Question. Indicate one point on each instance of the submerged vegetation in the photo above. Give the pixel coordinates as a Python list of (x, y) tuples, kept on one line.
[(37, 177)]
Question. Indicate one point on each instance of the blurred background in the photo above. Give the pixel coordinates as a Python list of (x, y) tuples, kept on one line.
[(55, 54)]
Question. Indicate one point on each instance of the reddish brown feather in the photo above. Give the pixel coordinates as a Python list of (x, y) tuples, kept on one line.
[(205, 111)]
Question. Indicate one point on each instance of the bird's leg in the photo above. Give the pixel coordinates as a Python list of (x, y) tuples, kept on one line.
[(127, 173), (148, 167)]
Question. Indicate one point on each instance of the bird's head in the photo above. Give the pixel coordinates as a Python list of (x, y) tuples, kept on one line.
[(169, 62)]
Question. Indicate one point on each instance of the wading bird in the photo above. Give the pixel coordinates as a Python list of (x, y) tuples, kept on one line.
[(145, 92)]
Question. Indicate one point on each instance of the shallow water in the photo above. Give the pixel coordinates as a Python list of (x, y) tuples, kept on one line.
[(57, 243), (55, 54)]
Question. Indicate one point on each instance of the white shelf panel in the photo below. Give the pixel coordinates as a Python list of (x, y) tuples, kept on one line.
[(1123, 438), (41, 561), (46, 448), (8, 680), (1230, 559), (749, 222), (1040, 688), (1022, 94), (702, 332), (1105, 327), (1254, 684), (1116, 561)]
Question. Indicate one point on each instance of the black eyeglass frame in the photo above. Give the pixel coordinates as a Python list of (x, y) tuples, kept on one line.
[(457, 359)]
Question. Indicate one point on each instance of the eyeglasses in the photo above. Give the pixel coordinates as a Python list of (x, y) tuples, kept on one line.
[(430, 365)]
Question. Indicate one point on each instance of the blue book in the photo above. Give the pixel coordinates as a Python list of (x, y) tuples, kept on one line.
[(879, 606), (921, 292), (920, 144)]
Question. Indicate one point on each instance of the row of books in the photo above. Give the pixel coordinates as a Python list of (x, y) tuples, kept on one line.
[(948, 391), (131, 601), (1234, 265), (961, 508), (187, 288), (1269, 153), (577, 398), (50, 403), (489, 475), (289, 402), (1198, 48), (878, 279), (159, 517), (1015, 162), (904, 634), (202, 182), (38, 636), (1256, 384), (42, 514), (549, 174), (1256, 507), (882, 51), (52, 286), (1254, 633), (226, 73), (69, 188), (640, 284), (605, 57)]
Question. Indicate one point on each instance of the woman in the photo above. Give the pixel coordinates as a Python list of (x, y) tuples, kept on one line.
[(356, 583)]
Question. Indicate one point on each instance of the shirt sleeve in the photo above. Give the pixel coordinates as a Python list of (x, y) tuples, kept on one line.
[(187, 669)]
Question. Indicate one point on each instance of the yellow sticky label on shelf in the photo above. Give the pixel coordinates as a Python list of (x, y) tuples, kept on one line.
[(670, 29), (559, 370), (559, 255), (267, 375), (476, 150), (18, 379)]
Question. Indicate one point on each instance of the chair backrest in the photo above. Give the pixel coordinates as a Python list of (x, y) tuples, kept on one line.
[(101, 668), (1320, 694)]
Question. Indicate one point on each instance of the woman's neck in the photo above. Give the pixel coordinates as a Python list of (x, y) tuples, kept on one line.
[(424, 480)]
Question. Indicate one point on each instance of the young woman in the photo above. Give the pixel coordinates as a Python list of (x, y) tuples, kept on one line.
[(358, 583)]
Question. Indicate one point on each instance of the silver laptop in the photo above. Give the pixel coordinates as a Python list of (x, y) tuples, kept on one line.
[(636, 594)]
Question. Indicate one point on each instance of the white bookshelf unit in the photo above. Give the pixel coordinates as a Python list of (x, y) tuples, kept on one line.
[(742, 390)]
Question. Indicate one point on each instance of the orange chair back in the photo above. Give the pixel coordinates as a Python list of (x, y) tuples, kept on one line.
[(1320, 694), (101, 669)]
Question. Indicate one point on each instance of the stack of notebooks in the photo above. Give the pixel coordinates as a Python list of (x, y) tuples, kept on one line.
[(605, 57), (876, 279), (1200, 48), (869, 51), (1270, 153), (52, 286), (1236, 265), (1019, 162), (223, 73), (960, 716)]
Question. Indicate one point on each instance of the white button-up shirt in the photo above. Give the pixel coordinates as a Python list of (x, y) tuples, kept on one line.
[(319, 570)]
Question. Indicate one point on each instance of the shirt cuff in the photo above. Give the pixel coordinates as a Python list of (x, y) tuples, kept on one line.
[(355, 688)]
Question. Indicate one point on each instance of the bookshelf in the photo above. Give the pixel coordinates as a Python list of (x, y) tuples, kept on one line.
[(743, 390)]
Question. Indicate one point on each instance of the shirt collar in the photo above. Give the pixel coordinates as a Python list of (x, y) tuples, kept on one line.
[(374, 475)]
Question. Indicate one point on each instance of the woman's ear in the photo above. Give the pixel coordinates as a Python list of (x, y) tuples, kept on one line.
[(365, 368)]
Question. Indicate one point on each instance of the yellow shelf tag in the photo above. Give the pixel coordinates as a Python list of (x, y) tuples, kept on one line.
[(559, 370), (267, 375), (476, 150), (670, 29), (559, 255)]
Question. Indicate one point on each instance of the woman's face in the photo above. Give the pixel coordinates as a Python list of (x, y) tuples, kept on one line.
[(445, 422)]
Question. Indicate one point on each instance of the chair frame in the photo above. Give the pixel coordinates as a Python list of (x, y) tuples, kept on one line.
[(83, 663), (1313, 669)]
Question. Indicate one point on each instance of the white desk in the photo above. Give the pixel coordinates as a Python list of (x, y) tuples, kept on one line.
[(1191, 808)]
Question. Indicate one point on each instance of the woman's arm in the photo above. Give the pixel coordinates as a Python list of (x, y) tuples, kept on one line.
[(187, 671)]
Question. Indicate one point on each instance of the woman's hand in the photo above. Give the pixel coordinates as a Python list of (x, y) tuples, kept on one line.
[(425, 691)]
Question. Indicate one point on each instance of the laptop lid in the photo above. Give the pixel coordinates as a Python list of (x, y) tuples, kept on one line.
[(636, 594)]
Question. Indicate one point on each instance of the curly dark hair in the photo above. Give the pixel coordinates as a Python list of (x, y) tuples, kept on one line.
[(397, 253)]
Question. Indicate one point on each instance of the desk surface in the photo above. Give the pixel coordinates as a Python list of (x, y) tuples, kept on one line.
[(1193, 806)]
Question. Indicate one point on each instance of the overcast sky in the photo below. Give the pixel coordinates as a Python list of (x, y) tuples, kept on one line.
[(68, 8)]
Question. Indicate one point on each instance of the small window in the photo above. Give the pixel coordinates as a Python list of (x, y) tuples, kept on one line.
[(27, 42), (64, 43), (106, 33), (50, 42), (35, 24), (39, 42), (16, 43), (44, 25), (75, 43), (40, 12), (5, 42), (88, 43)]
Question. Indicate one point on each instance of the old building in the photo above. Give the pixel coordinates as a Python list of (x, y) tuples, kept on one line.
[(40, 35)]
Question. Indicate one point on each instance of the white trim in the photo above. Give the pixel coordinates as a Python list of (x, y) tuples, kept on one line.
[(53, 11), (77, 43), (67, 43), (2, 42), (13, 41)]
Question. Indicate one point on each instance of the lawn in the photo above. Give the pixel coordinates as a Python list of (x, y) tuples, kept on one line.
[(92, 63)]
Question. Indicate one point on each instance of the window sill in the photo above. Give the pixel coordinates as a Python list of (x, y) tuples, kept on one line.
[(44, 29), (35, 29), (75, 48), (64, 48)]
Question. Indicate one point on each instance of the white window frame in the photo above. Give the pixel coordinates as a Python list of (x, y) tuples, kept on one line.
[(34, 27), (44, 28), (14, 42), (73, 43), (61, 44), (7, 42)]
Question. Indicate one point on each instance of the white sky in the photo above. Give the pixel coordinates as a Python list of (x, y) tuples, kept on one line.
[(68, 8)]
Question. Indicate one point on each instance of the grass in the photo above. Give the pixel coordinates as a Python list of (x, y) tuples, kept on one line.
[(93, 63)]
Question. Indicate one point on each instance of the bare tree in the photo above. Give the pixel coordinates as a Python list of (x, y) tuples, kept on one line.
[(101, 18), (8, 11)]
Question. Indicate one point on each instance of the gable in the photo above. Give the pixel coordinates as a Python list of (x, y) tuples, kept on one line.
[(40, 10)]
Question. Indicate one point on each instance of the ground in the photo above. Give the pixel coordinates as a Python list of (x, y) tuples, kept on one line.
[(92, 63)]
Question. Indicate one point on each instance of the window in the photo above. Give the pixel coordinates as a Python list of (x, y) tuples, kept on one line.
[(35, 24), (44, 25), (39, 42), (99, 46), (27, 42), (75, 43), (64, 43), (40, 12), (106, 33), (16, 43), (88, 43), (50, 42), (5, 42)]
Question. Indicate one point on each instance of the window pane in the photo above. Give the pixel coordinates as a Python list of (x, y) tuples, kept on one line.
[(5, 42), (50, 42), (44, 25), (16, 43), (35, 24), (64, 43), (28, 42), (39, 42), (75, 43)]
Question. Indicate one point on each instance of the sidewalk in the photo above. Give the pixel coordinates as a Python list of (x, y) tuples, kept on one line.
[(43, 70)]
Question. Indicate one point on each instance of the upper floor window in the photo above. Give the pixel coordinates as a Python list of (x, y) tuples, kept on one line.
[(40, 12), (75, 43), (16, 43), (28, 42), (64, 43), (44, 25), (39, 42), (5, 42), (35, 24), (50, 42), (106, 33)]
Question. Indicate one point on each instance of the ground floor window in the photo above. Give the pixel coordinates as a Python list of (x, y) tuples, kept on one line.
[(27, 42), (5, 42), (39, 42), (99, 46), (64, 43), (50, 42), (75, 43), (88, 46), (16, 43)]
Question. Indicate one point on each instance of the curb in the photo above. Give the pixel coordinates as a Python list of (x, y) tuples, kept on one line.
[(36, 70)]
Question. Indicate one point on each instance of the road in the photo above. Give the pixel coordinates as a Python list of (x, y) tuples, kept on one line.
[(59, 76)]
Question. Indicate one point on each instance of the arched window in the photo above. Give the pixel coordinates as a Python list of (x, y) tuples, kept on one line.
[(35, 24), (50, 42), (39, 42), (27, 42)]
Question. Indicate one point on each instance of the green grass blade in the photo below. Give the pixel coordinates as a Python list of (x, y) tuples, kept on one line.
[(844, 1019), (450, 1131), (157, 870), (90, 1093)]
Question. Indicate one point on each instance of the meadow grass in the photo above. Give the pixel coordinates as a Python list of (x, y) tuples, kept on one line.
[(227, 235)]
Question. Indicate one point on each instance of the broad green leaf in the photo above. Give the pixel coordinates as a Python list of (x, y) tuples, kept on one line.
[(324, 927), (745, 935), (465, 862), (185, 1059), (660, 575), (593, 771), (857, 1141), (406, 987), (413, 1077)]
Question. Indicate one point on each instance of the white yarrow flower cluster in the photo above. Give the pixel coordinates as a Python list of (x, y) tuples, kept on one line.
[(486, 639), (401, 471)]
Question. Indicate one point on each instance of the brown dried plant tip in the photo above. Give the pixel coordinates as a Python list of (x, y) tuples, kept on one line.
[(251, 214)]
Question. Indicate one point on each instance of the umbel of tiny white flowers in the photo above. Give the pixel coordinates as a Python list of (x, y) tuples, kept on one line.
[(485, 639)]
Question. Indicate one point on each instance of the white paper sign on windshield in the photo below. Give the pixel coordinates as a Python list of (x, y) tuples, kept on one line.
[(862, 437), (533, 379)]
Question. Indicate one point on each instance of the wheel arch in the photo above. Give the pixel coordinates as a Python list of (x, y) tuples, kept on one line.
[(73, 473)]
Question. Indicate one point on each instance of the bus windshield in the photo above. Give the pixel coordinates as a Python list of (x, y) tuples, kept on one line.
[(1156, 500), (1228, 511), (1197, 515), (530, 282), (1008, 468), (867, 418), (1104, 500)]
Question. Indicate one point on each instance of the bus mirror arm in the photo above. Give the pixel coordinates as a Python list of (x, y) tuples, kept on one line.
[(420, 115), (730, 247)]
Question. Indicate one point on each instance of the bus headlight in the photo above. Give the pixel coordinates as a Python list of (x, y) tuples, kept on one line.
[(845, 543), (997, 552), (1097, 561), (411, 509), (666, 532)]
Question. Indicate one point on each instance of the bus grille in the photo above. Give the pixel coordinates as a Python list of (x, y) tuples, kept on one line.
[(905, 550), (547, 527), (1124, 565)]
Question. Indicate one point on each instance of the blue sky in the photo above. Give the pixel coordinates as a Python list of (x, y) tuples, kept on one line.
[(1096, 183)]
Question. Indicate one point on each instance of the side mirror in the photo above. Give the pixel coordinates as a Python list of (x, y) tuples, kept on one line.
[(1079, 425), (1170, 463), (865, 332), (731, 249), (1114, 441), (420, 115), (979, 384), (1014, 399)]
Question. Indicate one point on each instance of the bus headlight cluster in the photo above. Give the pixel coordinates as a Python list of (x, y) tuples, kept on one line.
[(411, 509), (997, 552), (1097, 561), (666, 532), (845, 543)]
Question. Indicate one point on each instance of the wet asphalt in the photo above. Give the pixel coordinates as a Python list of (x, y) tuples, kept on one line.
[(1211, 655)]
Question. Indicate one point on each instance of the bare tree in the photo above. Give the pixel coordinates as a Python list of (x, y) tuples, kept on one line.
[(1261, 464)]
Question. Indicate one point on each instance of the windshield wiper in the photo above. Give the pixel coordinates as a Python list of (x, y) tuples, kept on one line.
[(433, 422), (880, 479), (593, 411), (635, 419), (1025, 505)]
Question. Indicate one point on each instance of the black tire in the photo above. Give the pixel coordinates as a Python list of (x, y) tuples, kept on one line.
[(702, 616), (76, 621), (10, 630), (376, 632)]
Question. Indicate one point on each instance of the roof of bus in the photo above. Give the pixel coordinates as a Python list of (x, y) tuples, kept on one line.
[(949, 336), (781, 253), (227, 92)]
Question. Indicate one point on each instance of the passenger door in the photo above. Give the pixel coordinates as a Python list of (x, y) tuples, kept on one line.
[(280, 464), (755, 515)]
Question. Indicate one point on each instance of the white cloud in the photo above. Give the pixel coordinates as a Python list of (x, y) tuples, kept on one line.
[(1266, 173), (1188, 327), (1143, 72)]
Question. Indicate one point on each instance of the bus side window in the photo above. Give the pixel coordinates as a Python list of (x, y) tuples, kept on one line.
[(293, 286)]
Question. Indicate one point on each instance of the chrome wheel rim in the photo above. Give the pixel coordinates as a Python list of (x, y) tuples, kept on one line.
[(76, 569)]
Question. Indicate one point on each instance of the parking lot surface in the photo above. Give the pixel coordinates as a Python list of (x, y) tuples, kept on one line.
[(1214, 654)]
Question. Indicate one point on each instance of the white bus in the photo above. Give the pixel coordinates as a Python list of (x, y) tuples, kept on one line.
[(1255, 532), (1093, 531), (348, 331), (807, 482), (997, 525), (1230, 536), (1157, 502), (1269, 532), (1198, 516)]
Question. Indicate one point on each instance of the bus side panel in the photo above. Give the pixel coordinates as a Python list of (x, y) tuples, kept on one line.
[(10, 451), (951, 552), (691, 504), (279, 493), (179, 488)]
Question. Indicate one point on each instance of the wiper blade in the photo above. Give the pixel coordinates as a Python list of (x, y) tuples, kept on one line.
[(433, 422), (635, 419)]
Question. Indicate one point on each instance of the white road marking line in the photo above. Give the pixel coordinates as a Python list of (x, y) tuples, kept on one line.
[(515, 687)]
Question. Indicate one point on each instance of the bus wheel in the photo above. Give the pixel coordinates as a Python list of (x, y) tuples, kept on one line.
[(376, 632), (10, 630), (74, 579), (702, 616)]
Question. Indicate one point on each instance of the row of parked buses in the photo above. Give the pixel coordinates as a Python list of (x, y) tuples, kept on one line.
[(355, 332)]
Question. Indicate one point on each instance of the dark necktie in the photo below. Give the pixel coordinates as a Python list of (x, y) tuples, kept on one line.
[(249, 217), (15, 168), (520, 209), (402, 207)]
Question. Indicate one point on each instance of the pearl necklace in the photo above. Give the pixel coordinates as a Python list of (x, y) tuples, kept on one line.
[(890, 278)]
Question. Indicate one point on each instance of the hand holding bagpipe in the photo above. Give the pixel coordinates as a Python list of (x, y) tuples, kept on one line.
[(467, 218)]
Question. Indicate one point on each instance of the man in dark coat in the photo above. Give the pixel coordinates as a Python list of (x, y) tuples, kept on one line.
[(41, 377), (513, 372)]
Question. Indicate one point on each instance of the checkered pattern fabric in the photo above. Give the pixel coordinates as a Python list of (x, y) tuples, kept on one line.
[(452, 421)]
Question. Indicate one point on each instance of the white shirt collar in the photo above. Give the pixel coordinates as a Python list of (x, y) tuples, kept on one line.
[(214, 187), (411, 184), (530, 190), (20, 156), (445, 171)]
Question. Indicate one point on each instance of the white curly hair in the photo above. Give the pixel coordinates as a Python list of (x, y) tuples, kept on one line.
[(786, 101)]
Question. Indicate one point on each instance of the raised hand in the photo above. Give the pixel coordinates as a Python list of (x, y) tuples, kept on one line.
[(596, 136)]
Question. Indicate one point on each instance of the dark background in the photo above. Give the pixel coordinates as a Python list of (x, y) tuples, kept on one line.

# TASK PROMPT
Rewrite the entries from the line with "Question. Indicate one point on each instance of the white bus" to the line with "[(376, 632), (10, 630), (74, 579), (702, 616)]", changing "wiper blade" to "windshield wiper" and leaving everything else the same. Return only those lines.

# WRITTEN ANSWER
Question. Indicate one point on each instance of the white bus in the photo above. Give the pixel coordinates as a Python list of (x, y) tuples, kept on one line.
[(1255, 532), (1093, 531), (348, 331), (807, 482), (997, 525), (1230, 536), (1157, 502), (1269, 532), (1198, 516)]
Question. Indicate one point on each instance of the bus side panel in the photo above. Give the pixel coordinates as a Python list of (x, y) tuples, kept on one line.
[(10, 451), (951, 552), (691, 504), (279, 493), (179, 488)]
Question. Indicate one point on each instance of the windshield wiper in the photo above. Give the pixel coordinates as a Python list of (x, y) tuples, kept on one line.
[(433, 422), (635, 419)]
Question. Indicate one point on each instance of the white road marking line in the photo above. Give the pixel coordinates as a Python list of (x, y) tuples, kept on one line.
[(515, 687)]
Question. Indicate one point on each instance of the bus wheel in the photo above. Give the pixel coordinates as a Python list of (x, y) tuples, kept on one line.
[(376, 632), (10, 630), (74, 579), (702, 616)]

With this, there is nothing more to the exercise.